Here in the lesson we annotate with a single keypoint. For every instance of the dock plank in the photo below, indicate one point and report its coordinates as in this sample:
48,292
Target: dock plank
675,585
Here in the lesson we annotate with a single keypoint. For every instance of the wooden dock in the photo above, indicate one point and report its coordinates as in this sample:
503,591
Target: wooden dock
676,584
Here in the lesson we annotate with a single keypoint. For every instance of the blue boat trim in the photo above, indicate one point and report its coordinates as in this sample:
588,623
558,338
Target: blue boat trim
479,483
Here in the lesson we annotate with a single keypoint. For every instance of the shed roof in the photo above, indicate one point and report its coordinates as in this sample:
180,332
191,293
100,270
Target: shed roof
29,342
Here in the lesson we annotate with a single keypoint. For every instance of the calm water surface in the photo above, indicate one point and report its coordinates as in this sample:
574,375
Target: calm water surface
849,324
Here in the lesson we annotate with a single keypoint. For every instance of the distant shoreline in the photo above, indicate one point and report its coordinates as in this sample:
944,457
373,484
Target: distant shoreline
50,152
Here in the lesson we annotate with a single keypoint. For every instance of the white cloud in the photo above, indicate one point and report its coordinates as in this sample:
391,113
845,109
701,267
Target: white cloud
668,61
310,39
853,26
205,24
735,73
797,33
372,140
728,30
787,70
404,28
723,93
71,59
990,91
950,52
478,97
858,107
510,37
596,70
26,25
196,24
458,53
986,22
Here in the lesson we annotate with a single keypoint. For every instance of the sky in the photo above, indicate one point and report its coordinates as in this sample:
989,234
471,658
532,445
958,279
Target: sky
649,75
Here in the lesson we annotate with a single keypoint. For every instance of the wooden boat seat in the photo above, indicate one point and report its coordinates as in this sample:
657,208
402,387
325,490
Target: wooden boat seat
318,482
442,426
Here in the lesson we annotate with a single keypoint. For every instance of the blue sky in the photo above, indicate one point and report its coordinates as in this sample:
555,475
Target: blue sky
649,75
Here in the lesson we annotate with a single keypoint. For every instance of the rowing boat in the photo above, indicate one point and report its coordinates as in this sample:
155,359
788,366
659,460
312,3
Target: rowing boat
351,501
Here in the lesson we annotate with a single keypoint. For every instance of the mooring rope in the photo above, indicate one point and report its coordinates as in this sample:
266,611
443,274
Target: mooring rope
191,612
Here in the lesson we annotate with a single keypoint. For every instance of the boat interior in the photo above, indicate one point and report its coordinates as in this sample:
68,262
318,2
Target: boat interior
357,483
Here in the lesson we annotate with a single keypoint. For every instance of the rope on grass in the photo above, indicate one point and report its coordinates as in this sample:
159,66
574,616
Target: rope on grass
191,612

● **Do this**: Present every line of the listing above as a numbered list, omitting any blank lines.

● **Solution to the exercise**:
1. Here in the lesson we annotate with a single keypoint. For every instance of the dock plank in the photo below, indicate one point and report its coordinates as in this sample:
2. 48,292
3. Target: dock plank
4. 675,585
5. Here in the lesson we annotate with a single keypoint. For every instance of the wooden dock in the photo above, indicate one point and report its coordinates as in this sample:
6. 503,591
7. Target: wooden dock
8. 676,584
9. Here in the lesson we annotate with a single keypoint. For every instance of the blue boat trim in the photo above, indicate one point and report its coordinates as in this sample:
10. 588,623
11. 558,338
12. Target: blue boat trim
13. 479,483
14. Here in the lesson we annotate with a single keypoint. For every instance of the shed roof in the photo above, indicate one point and report its coordinates as in this sample:
15. 180,332
16. 191,293
17. 100,270
18. Target: shed roof
19. 29,342
20. Here in the lesson we annotate with a single keypoint. For every instance of the calm water surface in the photo above, indicate one point and report its coordinates as in this sample:
21. 574,375
22. Target: calm water surface
23. 849,324
24. Here in the lesson we annotate with a single keypoint. For every instance of the distant shoreline in the photo above, indicate one point and report its coordinates as in this sample:
25. 944,457
26. 373,484
27. Target: distant shoreline
28. 50,152
29. Here in the lesson we annotate with a single keypoint. For every instance of the white cloud in the photo above, indicate one point and report its coordinates as in this sample:
30. 391,113
31. 845,109
32. 701,267
33. Target: white cloud
34. 668,61
35. 310,39
36. 853,26
37. 205,24
38. 735,73
39. 797,33
40. 372,140
41. 728,30
42. 787,70
43. 404,28
44. 723,93
45. 71,59
46. 990,91
47. 950,52
48. 478,97
49. 858,107
50. 510,37
51. 596,70
52. 26,25
53. 196,24
54. 458,53
55. 986,22
56. Here in the lesson we annotate with a single keypoint. For every instance of the sky in the photo above, indicate one point and report its coordinates as in this sample:
57. 989,234
58. 471,658
59. 532,445
60. 958,279
61. Target: sky
62. 649,75
63. Here in the lesson we annotate with a single keypoint. For every instance of the wooden boat seat in the photo above, indicate one point and report its coordinates as in this sample:
64. 657,208
65. 402,387
66. 325,490
67. Target: wooden boat seat
68. 318,482
69. 442,426
70. Here in the lesson we annotate with a single keypoint. For every instance of the blue sky in the photo above, indicate one point and report its coordinates as in this sample:
71. 555,475
72. Target: blue sky
73. 649,75
74. Here in the lesson we annotate with a single keypoint. For every instance of the rowing boat in the photo above, indicate one point and report its coordinates as in this sample:
75. 155,359
76. 788,366
77. 659,460
78. 312,3
79. Target: rowing boat
80. 351,501
81. Here in the lesson we annotate with a single keypoint. For every instance of the mooring rope in the photo above, indicate one point and report its coordinates as in this sample:
82. 266,611
83. 443,274
84. Target: mooring rope
85. 191,612
86. Here in the lesson we annotate with a single keypoint. For every instance of the boat interior in the photo above, indicate one point and report its coordinates as in this sample:
87. 68,262
88. 318,2
89. Target: boat interior
90. 357,483
91. Here in the lesson we annotate with a single keypoint. For every instance of the rope on grass in the photo above, indicate one point and report its coordinates as in this sample:
92. 159,66
93. 574,616
94. Target: rope on grass
95. 191,612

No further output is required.